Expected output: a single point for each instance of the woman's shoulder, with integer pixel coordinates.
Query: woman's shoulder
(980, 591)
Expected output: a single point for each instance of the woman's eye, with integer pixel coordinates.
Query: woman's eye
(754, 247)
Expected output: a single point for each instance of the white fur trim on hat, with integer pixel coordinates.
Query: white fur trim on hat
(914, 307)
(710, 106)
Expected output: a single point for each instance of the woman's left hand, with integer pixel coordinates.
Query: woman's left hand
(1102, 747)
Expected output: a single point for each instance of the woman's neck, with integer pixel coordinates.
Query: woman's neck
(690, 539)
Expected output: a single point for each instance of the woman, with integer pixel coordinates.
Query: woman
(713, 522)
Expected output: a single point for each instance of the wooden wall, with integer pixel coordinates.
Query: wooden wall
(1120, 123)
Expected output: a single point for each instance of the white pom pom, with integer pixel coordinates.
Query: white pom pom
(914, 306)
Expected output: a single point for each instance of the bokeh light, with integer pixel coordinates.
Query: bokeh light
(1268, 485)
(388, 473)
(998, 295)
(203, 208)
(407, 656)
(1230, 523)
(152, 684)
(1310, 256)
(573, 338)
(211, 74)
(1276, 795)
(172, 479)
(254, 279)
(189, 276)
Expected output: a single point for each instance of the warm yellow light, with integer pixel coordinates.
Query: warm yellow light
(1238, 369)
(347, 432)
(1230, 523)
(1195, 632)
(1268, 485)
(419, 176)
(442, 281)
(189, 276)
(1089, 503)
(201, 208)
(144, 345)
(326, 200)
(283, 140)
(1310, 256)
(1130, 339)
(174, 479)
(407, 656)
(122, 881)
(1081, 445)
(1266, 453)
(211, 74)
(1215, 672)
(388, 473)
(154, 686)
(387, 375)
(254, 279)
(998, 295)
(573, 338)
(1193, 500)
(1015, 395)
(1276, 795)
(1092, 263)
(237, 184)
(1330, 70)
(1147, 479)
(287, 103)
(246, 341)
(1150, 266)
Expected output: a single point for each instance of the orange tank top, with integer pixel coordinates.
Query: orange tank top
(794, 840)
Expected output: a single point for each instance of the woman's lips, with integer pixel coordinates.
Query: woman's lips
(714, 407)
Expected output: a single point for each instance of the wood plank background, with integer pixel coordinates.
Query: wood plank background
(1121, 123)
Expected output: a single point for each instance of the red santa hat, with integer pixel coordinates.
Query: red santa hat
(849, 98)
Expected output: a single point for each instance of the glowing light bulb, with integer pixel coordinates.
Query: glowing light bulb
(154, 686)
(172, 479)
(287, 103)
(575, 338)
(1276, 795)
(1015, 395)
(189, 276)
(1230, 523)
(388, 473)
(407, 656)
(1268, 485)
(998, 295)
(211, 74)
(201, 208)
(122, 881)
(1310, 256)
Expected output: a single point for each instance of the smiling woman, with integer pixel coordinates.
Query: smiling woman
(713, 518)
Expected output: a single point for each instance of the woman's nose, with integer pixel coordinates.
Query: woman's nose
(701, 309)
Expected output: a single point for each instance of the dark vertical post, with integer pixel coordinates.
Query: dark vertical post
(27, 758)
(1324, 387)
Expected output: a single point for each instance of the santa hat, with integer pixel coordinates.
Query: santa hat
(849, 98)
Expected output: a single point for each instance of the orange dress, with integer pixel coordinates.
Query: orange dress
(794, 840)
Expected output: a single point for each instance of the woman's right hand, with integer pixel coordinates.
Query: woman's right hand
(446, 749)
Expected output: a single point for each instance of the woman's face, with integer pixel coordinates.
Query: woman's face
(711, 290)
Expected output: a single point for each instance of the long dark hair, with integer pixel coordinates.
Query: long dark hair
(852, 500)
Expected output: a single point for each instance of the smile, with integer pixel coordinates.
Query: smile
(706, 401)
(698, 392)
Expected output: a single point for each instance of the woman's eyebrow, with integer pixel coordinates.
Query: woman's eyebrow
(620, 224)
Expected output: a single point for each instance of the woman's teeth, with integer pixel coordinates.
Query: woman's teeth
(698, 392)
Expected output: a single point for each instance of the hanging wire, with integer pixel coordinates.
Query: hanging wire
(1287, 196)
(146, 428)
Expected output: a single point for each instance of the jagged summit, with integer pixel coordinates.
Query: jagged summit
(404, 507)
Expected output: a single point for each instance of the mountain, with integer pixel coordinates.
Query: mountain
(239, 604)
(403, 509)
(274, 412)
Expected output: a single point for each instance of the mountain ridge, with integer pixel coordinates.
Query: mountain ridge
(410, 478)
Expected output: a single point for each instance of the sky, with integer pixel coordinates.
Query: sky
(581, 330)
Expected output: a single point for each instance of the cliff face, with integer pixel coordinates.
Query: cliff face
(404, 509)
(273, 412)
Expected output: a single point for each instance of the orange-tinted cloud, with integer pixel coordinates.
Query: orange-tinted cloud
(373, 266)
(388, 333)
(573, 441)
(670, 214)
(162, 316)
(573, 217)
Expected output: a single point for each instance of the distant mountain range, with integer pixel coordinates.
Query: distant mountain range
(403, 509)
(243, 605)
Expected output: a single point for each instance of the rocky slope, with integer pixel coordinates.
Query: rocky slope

-=-=-

-- TASK --
Retype word for word everything in the listing above from the line that holds "Query: glowing light bulb" down to the line that holds "Expected output: a single point for each instance of the smiling". Keep both end lines and leave out the rest.

-- FINISHED EXERCISE --
Query: glowing light bulb
(154, 686)
(172, 479)
(287, 103)
(575, 338)
(1276, 795)
(1015, 395)
(189, 276)
(1230, 523)
(388, 473)
(407, 656)
(1268, 485)
(998, 295)
(211, 74)
(201, 208)
(122, 881)
(1310, 256)
Expected output: a single point for each instance of the smiling woman, with integer pixel coordinates.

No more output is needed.